Segment Open

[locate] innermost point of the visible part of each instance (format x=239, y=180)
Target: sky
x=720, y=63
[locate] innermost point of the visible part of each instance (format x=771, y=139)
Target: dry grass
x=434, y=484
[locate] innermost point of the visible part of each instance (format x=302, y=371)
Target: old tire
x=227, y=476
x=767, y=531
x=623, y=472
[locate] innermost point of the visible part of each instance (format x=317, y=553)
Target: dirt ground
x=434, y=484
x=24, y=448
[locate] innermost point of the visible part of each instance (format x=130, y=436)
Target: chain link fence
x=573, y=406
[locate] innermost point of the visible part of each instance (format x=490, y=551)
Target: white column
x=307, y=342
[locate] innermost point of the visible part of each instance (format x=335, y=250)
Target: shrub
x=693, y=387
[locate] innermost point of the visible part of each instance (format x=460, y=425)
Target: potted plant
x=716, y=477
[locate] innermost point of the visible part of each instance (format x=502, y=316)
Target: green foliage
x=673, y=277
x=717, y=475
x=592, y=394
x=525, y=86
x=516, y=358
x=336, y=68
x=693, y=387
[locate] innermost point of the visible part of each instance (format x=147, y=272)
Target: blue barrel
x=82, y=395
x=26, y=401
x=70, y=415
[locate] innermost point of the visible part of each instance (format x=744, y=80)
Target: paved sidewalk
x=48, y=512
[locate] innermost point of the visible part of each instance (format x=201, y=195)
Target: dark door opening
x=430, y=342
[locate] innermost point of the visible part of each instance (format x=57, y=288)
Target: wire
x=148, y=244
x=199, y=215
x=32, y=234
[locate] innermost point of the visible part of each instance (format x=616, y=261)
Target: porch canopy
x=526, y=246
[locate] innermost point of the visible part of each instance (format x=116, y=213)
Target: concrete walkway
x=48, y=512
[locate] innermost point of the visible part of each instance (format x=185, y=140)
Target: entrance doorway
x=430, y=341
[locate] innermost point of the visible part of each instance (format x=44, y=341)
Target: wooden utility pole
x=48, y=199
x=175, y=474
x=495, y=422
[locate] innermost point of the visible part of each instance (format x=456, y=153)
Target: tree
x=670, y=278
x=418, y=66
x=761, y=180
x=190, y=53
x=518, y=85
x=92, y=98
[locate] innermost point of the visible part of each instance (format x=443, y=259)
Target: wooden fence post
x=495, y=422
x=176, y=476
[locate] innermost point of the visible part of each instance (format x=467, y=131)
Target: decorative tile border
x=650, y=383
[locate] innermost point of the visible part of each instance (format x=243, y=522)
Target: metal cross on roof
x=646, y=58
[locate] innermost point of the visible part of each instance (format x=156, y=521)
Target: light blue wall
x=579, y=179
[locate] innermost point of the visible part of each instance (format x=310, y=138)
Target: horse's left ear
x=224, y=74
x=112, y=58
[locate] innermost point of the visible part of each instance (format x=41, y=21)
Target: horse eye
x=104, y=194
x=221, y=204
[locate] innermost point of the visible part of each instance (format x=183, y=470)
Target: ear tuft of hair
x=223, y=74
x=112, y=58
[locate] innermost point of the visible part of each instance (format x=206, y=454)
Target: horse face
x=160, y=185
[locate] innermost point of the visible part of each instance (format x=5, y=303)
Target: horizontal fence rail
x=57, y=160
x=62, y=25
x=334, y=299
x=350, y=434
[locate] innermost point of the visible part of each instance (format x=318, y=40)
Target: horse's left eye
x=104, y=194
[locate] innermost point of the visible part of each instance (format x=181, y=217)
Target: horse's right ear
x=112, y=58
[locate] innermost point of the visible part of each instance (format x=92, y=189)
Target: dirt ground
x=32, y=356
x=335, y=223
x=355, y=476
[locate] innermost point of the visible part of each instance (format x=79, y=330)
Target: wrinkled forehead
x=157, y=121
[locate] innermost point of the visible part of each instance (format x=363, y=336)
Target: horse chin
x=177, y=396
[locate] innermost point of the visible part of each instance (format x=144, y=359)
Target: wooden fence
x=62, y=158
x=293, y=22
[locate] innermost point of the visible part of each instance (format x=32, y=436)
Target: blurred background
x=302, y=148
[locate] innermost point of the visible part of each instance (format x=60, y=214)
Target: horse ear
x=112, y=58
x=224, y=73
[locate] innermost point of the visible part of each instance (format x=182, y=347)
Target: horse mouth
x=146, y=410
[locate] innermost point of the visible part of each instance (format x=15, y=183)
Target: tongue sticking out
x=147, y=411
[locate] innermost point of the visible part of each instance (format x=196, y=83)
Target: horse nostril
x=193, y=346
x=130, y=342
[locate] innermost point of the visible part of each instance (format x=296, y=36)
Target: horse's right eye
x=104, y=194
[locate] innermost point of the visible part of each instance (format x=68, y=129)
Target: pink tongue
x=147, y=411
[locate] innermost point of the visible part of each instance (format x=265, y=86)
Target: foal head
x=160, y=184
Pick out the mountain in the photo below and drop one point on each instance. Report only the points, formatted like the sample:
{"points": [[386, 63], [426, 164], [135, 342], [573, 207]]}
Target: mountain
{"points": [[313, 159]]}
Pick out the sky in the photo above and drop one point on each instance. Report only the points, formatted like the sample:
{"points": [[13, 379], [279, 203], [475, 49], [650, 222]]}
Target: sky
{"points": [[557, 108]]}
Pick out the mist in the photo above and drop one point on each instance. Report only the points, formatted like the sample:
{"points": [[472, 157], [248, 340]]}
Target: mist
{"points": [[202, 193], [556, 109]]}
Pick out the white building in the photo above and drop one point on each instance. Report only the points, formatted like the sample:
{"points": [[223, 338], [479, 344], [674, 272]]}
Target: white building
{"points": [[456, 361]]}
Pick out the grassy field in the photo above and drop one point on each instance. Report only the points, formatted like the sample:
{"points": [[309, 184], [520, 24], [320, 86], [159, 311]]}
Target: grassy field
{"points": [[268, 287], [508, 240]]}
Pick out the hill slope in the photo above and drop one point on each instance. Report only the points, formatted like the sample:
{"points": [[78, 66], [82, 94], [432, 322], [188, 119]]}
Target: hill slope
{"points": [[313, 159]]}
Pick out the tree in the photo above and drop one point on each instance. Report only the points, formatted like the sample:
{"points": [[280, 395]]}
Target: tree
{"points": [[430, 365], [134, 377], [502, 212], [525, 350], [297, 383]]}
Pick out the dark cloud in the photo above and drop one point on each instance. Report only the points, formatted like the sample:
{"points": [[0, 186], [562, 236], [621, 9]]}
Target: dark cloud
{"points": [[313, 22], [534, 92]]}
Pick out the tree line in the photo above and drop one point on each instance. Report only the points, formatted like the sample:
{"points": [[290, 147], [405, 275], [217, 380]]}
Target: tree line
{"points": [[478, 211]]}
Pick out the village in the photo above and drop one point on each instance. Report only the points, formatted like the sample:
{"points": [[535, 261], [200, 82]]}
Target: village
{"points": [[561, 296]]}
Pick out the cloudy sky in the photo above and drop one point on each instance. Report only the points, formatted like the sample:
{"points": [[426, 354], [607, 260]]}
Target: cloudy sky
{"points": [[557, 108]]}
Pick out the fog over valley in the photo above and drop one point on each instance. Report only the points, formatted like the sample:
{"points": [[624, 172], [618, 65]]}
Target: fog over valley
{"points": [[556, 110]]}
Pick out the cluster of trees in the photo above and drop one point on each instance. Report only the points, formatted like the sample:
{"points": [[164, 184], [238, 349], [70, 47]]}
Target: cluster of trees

Segment Closed

# Task objective
The answer should consist only of the lines from the one with "Target: village" to the final line of the records above, retyped word for word.

# Task result
Target: village
{"points": [[561, 296]]}
Pick out the cloudy sky in the photo above and drop one point on each instance. Report only the points, formatted like the sample:
{"points": [[426, 354], [607, 260]]}
Target: cloudy sky
{"points": [[557, 108]]}
Pick out the fog over valley in the photo above and drop one point on each instance. Report only the points, formatted like the sample:
{"points": [[624, 172], [618, 65]]}
Target: fog over valley
{"points": [[556, 110]]}
Pick out the cluster of trees in the photo above and drop one point on each instance. Report only the points, formatted like the sample:
{"points": [[164, 184], [238, 349], [70, 47]]}
Target: cluster of trees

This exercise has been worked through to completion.